> Parts of the exercise
[1] In the blog post about Polly Higgins, list the qualities it says her response to injustice had at once.
[2] Quote the blog post about Polly Higgins from "The tributes rolled" to "depth of courage.".

> Extract provided
------------------------------

Blogs >> We need to continue the legacy left by Polly Higgins says Jonathan Dawson

We need to continue the legacy left by Polly Higgins says Jonathan Dawson

Polly Higgins

Jonathan Dawson, reflects on the achievements of Polly Higgins, who died shortly before she was due to address the Climate Change and Consciousness conference at Findhorn, in his final blog from the event.

Among the icons of the sustainability and global justice movement, few are more loved and revered than Polly Higgins.  A criminal lawyer who left her courtroom career to devote herself to enshrining ecocide as an internationally recognised crime, she was due to join us as a keynote speaker on Thursday, but was taken from us on Easter Sunday at the cruelly young age of just 50.

The tributes rolled in as the tears flowed.  Perhaps more than any other comparable figure, Polly represented a response to injustice that was at once gracious, humorous and ruthlessly determined. 

In the words of one of those close to her speaking from the conference floor:

"Polly stood in a place that has no name……that place where crimes and abuse are condoned’, declaring “I shall not move until this injustice is undone.” 

This took real guts.  Among those in the direct firing line of the approach that she championed are the CEOs of major fossil fuel companies.  At the time of her death, her team was preparing a case for submission to the International Criminal Court to test whether their behaviour could be declared criminal under existing legislation.  This is speaking truth to power with an astonishing depth of courage.

And there she suddenly was, larger than life on the screen before us, in an interview, the conference facilitators had recorded just three months ago, showing no sign of the illness that took her life so suddenly.  All mischievous smiles and new schemes hatching. 

Her courage and resolution are a reminder and inspiration to us all.  The baton is passed, her final weeks were spent ensuring that the team is in place to carry on the campaign, her irrepressible energy and good humour a mirror to all of what we are capable of – and what is required of us in these extraordinary times.

To continue her legacy and to join an international family of almost 10,000 Earth Protectors, visit here

I am left with several abiding insights from the Climate Change and Consciousness conference here in Findhorn.

------------------------------

[Point localization data]
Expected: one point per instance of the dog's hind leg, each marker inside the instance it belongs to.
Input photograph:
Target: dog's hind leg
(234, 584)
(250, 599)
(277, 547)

------------------------------

> Answers by item
[1] Gracious, humorous, ruthlessly determined

[2]
The tributes rolled in as the tears flowed.  Perhaps more than any other comparable figure, Polly represented a response to injustice that was at once gracious, humorous and ruthlessly determined. 

In the words of one of those close to her speaking from the conference floor:

"Polly stood in a place that has no name……that place where crimes and abuse are condoned’, declaring “I shall not move until this injustice is undone.” 

This took real guts.  Among those in the direct firing line of the approach that she championed are the CEOs of major fossil fuel companies.  At the time of her death, her team was preparing a case for submission to the International Criminal Court to test whether their behaviour could be declared criminal under existing legislation.  This is speaking truth to power with an astonishing depth of courage.